(Entries drawn from a collection)

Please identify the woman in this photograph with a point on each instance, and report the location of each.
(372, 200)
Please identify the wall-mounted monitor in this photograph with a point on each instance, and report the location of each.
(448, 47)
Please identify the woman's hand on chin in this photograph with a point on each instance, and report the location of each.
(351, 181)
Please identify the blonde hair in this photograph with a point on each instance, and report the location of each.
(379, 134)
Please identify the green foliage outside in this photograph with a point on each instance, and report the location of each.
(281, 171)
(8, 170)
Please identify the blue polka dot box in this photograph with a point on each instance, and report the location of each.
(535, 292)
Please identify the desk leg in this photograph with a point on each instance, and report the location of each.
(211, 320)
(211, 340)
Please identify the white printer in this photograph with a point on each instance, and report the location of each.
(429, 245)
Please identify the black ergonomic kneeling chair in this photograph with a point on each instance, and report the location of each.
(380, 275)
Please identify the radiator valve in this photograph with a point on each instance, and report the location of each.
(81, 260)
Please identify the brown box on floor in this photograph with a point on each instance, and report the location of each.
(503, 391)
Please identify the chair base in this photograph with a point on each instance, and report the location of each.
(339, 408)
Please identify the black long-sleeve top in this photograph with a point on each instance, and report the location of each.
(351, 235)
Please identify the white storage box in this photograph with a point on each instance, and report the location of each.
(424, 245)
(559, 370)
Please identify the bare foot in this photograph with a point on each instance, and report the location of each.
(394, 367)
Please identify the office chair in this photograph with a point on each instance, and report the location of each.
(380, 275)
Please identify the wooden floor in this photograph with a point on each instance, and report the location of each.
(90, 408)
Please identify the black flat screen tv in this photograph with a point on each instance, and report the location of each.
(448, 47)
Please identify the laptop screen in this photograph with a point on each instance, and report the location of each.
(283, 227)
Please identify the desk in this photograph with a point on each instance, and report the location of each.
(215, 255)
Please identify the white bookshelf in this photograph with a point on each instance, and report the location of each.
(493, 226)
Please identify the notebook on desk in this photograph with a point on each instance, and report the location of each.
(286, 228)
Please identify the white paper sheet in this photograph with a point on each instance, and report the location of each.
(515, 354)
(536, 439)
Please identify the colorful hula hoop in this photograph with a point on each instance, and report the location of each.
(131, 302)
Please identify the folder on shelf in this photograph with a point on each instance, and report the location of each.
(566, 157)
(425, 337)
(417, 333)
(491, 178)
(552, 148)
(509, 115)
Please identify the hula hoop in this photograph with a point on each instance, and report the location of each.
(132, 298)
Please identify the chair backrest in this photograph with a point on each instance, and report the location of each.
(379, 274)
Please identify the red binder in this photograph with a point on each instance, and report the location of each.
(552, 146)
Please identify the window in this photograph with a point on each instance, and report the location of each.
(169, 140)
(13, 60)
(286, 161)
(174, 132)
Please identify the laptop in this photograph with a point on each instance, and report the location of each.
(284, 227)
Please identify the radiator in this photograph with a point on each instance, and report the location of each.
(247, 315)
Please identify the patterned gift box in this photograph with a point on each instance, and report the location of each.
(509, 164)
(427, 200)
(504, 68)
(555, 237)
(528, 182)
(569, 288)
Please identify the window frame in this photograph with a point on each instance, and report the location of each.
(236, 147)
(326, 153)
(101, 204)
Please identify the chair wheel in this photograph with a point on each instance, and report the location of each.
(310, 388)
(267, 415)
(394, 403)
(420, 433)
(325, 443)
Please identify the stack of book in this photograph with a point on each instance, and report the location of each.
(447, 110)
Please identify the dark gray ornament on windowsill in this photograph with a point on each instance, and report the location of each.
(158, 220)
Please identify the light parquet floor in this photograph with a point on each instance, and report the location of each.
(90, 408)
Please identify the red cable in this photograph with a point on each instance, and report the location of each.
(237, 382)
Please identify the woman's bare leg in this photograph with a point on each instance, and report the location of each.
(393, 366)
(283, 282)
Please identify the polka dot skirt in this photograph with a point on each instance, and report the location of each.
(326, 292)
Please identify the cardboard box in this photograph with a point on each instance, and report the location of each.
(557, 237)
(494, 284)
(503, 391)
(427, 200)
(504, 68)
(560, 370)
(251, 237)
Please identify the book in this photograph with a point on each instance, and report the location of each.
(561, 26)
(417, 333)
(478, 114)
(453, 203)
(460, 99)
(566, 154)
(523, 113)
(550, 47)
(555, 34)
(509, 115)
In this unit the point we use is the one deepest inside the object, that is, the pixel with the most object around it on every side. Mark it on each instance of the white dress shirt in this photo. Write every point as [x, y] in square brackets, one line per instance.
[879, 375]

▶ **Directive**:
Copy out the stretch of the material from the line containing "Please identify the chair wheel" through the end, keeping every request line, and increase each coordinate value in the answers by 71.

▶ **Output for this task**:
Please identify the chair wheel in this photograph with a point on each instance, and report the location of each.
(381, 459)
(338, 486)
(465, 474)
(491, 504)
(396, 514)
Please identify the stack of book in this photograph with a point on each instance, and report the location of each.
(518, 181)
Please identify the dark gray ornament on windowsill in this photograph with a point on each instance, and report the location of each.
(229, 291)
Please identify the light parquet floor in this photograph with a point on each instance, and report the location of each.
(161, 479)
Please identify the red cable in this photograph with a point on each instance, and report the location of each.
(308, 453)
Please identify the woman's bare leg in this photograph with a point on each instance, and report the location of each.
(464, 437)
(354, 353)
Please identify the polka dot skirt in this photograph with a point on each instance, and report the location of each.
(397, 363)
Please identify the cardboard box in this photograph with a point on each instance, and report the location of each.
(628, 308)
(565, 355)
(574, 462)
(498, 271)
(575, 139)
(631, 441)
(322, 308)
Please identify the book in this photograph with a point on each instance, and report the location of each.
(632, 97)
(488, 404)
(549, 185)
(524, 274)
(531, 170)
(637, 225)
(594, 184)
(621, 118)
(626, 105)
(580, 186)
In this unit the point we use is the one deepest inside the object, that is, the pixel with the most object around it on every side. Mark it on each instance of the white dress shirt in this photo. Write every point as [x, y] in square brackets, one line per instance.
[950, 446]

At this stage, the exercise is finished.